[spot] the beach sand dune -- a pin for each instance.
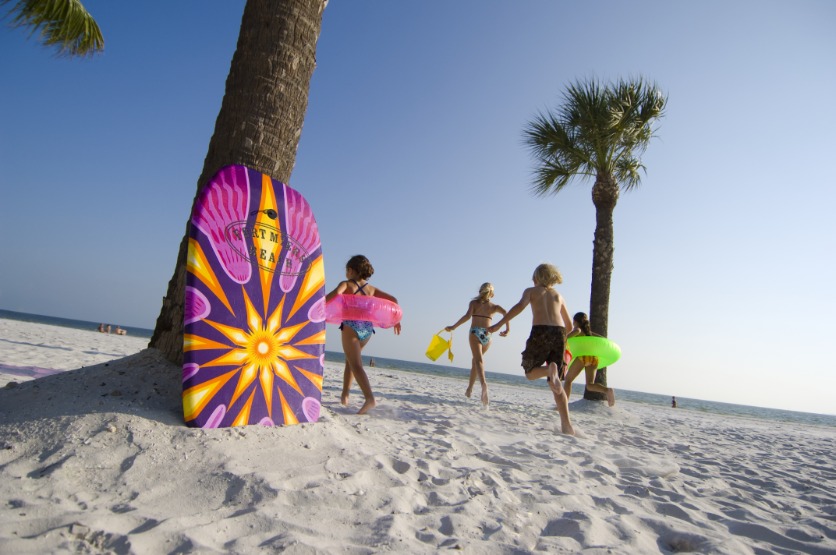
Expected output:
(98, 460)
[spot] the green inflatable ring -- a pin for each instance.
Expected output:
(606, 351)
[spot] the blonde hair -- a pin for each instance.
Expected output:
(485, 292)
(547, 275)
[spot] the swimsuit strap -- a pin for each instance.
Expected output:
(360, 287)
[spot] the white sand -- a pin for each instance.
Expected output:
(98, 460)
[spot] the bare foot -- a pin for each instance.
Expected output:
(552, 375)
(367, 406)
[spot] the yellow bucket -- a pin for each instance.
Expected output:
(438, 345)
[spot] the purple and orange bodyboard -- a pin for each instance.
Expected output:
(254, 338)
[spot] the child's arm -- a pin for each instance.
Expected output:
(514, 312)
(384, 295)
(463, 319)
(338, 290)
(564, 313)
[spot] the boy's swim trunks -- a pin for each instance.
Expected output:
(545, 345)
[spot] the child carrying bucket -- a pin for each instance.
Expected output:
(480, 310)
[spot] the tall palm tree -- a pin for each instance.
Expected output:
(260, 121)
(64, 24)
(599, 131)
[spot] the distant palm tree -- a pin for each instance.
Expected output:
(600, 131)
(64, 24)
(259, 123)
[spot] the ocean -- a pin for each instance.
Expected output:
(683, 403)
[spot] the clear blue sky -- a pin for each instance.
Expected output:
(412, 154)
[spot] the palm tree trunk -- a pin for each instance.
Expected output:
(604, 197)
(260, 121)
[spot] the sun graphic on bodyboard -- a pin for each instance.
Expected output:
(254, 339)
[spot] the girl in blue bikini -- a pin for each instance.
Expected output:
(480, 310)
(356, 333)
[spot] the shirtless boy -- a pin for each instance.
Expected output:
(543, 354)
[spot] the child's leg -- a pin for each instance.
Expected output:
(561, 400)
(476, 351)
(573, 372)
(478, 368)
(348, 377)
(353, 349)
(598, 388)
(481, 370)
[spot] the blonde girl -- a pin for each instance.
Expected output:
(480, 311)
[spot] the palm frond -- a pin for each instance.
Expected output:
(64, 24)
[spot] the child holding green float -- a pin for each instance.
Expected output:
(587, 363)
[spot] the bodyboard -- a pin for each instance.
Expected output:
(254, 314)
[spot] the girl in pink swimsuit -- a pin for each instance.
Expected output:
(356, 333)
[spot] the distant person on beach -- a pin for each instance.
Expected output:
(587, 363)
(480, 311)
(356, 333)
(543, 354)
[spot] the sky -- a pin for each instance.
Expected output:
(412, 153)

• • • •

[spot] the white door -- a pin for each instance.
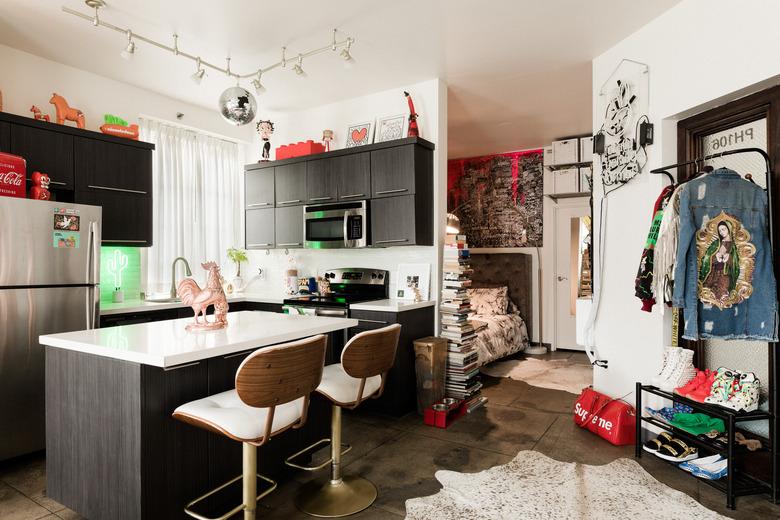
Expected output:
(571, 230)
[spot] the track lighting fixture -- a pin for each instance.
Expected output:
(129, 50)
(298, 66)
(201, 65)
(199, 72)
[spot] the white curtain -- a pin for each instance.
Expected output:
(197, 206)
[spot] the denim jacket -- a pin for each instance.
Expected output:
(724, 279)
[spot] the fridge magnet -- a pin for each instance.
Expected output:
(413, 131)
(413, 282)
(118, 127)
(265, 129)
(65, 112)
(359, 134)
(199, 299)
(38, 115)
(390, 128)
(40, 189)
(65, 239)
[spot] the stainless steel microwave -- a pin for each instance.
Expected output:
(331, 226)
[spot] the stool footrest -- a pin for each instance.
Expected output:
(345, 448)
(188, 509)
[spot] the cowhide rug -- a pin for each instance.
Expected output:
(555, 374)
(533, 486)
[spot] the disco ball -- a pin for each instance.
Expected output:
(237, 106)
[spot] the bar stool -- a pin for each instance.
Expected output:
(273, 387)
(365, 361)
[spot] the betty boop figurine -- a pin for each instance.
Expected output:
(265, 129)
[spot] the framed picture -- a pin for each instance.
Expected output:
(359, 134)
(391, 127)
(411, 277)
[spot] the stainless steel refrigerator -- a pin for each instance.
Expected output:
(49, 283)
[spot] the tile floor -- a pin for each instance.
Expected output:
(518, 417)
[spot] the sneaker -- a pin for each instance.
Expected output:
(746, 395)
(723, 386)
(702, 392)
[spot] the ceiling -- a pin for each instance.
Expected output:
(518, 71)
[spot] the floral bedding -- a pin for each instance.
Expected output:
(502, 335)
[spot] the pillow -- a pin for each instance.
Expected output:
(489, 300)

• • • •

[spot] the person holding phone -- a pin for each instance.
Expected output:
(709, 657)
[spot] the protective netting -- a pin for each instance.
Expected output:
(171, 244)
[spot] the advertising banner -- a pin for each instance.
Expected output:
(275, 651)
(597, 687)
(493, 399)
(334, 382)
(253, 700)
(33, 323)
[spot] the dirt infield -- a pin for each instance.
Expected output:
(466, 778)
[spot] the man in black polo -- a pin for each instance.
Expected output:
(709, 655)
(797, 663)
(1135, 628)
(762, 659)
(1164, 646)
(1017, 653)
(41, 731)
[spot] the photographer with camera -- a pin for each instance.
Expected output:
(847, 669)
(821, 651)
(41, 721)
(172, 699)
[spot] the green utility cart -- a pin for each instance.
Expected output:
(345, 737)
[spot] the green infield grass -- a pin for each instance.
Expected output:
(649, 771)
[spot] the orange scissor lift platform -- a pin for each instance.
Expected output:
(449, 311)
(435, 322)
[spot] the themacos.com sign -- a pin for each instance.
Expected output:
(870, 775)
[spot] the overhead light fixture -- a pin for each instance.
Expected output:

• • • •

What to work on: Above are records with pictures. Reproduce exactly only the lines from the line with "[spot] the beach" through the line with "[spot] the distant person", both ends included, and leave the pictures out.

Written solution:
[spot] the beach sand dune -- a pin for each instance.
Expected output:
(98, 460)
[spot] the green inflatable ring -- a pin for each instance.
Expected output:
(606, 351)
[spot] the blonde hair -- a pin for each instance.
Expected output:
(485, 292)
(547, 275)
[spot] the swimsuit strap -- a pin for each instance.
Expected output:
(360, 287)
[spot] the white sand -- a pin for each instance.
Expected output:
(98, 460)
[spot] the bare foot -- a pin for each instance.
Expected output:
(552, 375)
(367, 406)
[spot] the yellow bucket -- a pin for each instance.
Expected output:
(438, 345)
[spot] the purple and orange bodyboard -- a pin for each instance.
Expected output:
(254, 338)
[spot] the child's arm -- a pin for each instance.
Expected output:
(514, 312)
(384, 295)
(463, 319)
(338, 290)
(564, 313)
[spot] the boy's swim trunks -- a pin for each instance.
Expected output:
(545, 345)
[spot] the child carrying bucket -- a pin for each instance.
Expected output:
(480, 310)
[spot] the tall palm tree -- a pin for each instance.
Expected output:
(260, 121)
(64, 24)
(599, 131)
[spot] the distant palm tree -- a pin for each instance.
Expected output:
(600, 131)
(64, 24)
(259, 123)
[spot] the ocean -- a pin for each instance.
Expected output:
(683, 403)
[spot] the clear blue sky -- a pin for each instance.
Expected output:
(412, 154)
[spot] the palm tree trunk -- a pin for each instance.
Expected output:
(604, 197)
(260, 121)
[spot] the sun graphic on bodyboard -- a pin for each instance.
Expected output:
(254, 339)
[spot] the girl in blue bikini -- a pin for each instance.
Expected output:
(480, 310)
(356, 333)
[spot] the shirtless boy -- a pin for each instance.
Expected output:
(543, 354)
[spot] the child's leg -- a pin for each instance.
Expected output:
(561, 400)
(476, 351)
(573, 372)
(478, 368)
(348, 377)
(353, 349)
(598, 388)
(481, 370)
[spot] the blonde girl -- a pin for each instance.
Expected output:
(480, 311)
[spot] the palm frond -- a pin for each instance.
Expected output:
(64, 24)
[spot] the child holding green float -- a pin for each instance.
Expected output:
(587, 363)
[spot] the bodyboard -- a pin for each instance.
Expected output:
(254, 314)
[spot] the girl in pink swimsuit -- a pin for each instance.
Expected output:
(356, 333)
[spot] the distant person on beach -- a pin for each instance.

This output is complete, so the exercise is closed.